BEGIN

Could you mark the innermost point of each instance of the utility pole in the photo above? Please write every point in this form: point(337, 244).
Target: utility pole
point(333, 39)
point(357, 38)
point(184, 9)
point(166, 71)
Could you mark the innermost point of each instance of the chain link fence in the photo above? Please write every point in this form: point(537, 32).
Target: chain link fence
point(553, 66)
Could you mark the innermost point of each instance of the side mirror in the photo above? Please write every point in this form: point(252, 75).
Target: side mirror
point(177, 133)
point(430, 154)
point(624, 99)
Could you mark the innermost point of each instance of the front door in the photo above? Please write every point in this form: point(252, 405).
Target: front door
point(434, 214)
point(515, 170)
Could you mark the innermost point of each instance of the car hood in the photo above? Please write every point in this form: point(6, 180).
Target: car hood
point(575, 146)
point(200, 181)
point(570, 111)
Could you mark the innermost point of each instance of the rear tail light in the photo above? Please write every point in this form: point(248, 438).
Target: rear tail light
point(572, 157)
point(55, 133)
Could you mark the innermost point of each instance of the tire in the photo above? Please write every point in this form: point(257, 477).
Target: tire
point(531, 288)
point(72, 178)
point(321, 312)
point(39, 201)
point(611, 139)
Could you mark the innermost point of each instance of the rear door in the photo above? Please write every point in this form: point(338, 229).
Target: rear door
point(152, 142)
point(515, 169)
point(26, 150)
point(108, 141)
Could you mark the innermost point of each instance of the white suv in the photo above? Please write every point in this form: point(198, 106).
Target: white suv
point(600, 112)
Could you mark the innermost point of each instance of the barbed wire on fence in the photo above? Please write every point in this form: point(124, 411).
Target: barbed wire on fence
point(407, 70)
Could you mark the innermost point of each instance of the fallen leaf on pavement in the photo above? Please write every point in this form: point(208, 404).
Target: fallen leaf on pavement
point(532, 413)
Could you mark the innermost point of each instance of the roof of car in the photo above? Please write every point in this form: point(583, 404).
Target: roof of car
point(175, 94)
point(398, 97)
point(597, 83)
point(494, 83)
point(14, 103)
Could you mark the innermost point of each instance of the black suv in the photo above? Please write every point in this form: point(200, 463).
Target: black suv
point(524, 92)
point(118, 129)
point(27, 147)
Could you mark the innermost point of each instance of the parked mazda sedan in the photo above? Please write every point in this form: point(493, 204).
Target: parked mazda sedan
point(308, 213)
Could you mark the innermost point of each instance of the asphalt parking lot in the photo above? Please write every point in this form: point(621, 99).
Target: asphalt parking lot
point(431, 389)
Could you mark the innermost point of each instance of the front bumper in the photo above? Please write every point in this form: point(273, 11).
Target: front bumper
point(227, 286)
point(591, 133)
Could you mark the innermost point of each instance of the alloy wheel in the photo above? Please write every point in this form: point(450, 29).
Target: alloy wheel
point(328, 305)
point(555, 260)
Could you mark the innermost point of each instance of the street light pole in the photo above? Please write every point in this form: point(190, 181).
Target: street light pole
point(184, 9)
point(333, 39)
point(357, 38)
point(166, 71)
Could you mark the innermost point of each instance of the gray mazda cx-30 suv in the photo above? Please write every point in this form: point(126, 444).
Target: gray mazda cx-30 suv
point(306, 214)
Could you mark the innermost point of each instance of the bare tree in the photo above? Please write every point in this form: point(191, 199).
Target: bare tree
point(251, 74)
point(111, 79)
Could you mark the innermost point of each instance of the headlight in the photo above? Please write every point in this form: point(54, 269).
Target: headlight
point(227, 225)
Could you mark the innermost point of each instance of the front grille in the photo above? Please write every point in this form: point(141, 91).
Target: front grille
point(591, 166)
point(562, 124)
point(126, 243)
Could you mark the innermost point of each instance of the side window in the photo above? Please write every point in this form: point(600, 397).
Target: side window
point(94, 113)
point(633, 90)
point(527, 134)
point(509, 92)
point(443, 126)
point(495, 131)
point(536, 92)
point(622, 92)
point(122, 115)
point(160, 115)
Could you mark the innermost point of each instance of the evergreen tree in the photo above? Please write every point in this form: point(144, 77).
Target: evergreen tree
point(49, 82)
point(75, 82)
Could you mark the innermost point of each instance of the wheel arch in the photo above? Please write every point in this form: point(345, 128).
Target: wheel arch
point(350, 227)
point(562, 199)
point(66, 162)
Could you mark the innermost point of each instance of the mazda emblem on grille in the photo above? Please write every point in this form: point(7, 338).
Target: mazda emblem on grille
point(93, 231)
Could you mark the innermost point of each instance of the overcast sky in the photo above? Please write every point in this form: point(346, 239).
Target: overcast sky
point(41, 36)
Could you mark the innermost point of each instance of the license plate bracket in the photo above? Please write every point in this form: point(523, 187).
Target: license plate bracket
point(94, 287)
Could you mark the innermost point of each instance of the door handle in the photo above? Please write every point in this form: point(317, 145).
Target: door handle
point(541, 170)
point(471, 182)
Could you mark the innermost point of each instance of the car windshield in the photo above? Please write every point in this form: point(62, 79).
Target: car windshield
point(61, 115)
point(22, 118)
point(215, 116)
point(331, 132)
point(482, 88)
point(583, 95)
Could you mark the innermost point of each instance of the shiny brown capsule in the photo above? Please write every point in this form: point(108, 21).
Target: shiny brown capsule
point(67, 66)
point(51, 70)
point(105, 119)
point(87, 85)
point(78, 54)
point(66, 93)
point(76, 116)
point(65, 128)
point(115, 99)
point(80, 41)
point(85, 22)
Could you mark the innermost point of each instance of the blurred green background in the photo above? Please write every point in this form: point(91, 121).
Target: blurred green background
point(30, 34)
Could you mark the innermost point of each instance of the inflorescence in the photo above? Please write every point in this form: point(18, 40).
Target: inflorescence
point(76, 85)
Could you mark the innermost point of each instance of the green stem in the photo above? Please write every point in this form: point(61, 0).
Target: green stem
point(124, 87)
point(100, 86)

END

# PROBLEM TO SOLVE:
An exact copy of the lines above between the line holding "Target: white suv" and the line holding "form: point(208, 404).", inclusive, is the whole answer.

# SOLUTION BELOW:
Target: white suv
point(600, 112)
Could you mark the innermost point of each instance of the barbed wire on fence in the photo above? Please write every point in this form: point(124, 411).
Target: barbed wire on fence
point(407, 70)
Could you mark the innermost point of each instance of the fallen leaf on pavement in the photo above? Please write every point in this form: point(208, 404).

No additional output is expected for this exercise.